GOAL OF THE EXERCISE: Which lines in the data below contain the word "query"? Copy out each of those lines.

EXERCISE DATA:
◆ ◆ ◆ ◆ ◆
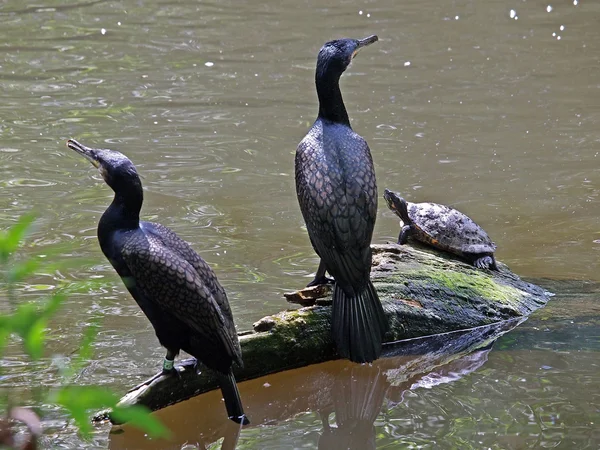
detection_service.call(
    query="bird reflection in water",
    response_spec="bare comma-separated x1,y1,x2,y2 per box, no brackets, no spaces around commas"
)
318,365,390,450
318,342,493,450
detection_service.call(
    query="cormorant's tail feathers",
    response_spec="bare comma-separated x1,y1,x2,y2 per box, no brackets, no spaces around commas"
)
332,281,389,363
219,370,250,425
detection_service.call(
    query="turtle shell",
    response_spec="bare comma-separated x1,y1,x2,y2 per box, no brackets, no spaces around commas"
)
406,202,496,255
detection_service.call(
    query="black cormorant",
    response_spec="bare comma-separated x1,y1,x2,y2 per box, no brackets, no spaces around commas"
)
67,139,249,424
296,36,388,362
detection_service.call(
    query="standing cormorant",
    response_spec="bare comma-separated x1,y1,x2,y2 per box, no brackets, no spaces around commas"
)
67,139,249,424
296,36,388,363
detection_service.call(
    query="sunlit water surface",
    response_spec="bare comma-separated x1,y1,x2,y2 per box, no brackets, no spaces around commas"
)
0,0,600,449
◆ ◆ ◆ ◆ ◆
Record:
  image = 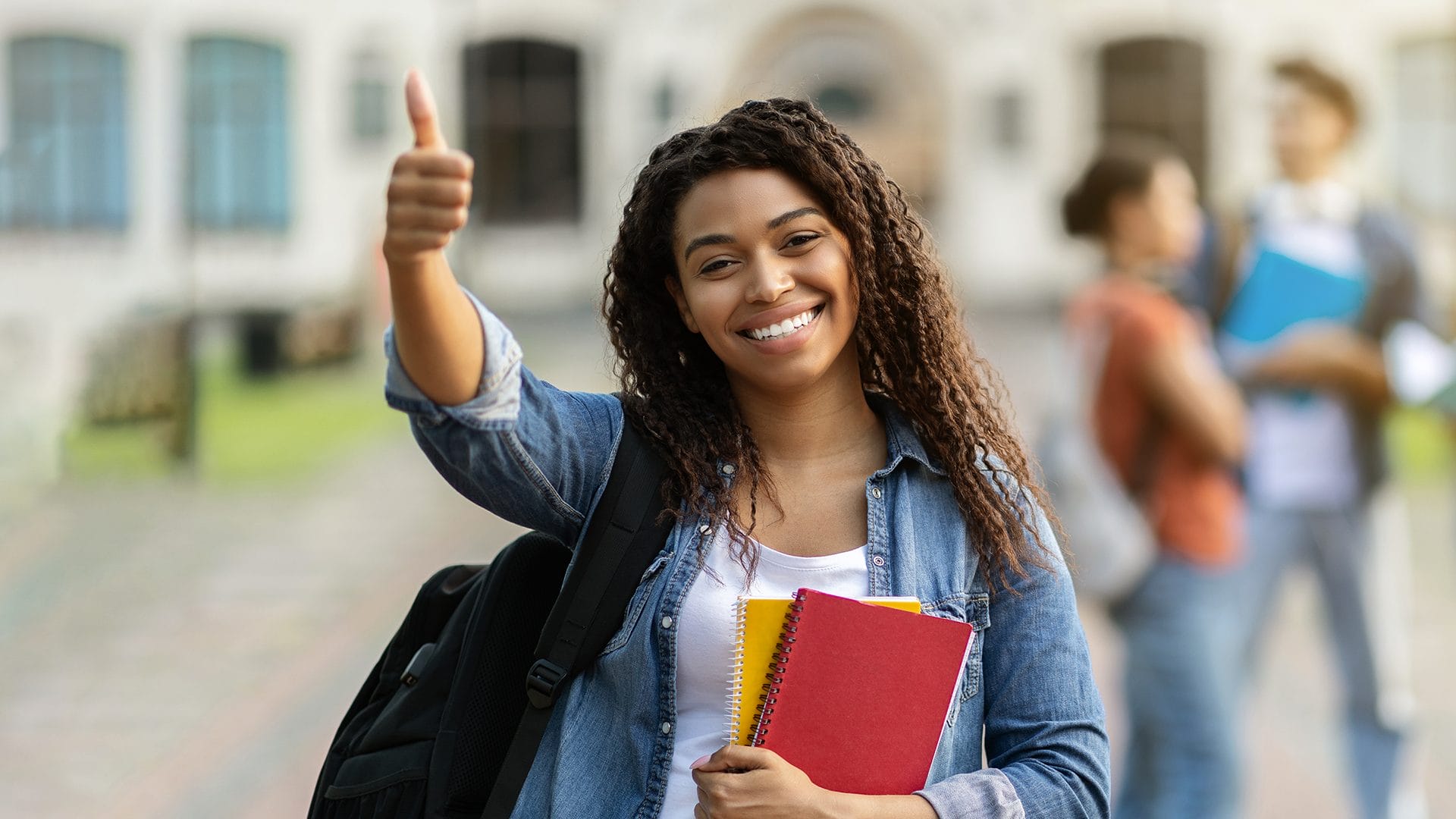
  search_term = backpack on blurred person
◆ ◆ ◆ ◆ ◆
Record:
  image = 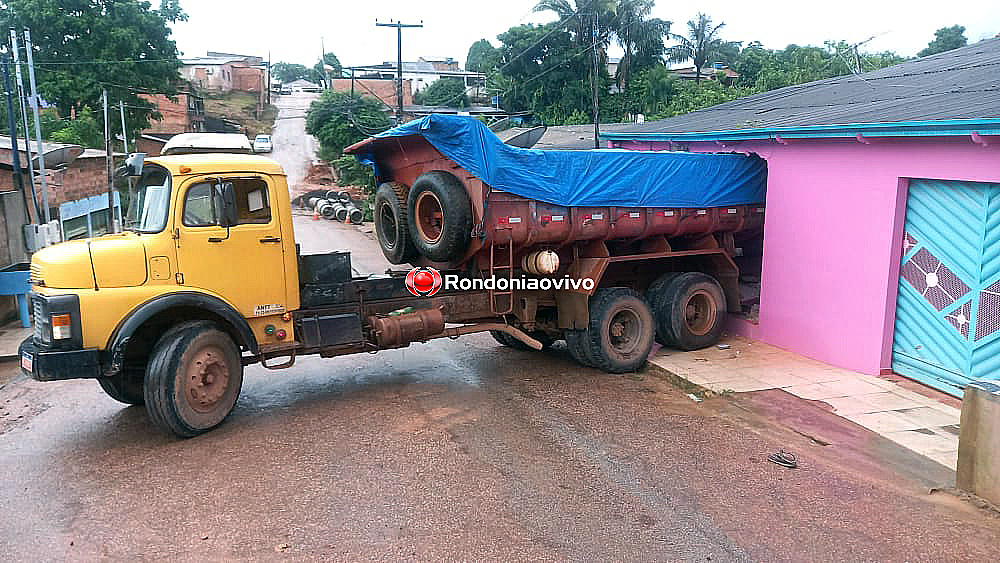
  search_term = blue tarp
◆ ◆ ◆ ◆ ◆
THE SOLUTION:
    query="bird reflection in water",
    query="cormorant's tail feathers",
    query="turtle shell",
    query="black cormorant",
    query="standing cormorant",
    query="sunlit water surface",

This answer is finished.